● TASK REQUIREMENTS:
Substitute "brick warehouse" for "metal building" in the items that begin at the line containing "Look at the image above and tell me whether any metal" and end after the line containing "[145, 0, 640, 123]". Reproduce only those lines, with nothing else changed.
---------- STORED DATA ----------
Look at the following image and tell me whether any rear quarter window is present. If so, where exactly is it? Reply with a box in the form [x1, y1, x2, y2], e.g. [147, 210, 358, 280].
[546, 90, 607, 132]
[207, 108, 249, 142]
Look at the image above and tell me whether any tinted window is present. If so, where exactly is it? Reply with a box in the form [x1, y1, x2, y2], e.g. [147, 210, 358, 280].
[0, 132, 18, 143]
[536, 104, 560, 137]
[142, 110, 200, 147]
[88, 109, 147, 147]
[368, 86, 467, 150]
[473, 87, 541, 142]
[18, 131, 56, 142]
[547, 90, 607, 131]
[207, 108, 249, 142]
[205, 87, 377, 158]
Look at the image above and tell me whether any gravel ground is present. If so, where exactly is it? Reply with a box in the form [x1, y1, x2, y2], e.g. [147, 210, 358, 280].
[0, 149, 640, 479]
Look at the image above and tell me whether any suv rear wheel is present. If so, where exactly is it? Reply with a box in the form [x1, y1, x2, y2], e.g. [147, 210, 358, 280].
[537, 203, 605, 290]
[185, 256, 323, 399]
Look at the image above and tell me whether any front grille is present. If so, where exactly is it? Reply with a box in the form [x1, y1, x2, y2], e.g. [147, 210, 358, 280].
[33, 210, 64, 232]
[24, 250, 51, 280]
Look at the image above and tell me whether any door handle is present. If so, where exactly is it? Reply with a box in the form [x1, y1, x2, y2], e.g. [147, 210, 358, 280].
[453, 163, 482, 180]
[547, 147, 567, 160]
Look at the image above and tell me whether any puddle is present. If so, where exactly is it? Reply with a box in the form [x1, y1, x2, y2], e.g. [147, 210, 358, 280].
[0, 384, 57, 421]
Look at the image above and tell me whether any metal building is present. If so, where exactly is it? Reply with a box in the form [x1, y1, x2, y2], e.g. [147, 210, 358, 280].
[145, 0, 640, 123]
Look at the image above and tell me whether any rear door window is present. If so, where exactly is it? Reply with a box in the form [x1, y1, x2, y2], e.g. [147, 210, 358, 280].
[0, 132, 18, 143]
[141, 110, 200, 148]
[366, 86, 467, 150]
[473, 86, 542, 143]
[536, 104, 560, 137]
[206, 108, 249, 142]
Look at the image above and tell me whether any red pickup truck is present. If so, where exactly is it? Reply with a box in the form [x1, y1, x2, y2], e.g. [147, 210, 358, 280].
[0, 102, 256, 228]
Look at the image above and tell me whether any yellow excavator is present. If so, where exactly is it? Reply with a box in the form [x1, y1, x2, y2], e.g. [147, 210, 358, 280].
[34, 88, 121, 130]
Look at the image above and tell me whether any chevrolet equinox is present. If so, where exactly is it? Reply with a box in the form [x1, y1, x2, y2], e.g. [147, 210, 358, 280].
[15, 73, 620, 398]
----------
● TASK OUTPUT:
Look at the image above and tell me whether any brick warehouse is present. If so, where exactly is it? Reply with a box in the form [x1, y1, x2, y2], e.g. [147, 210, 358, 280].
[145, 0, 640, 123]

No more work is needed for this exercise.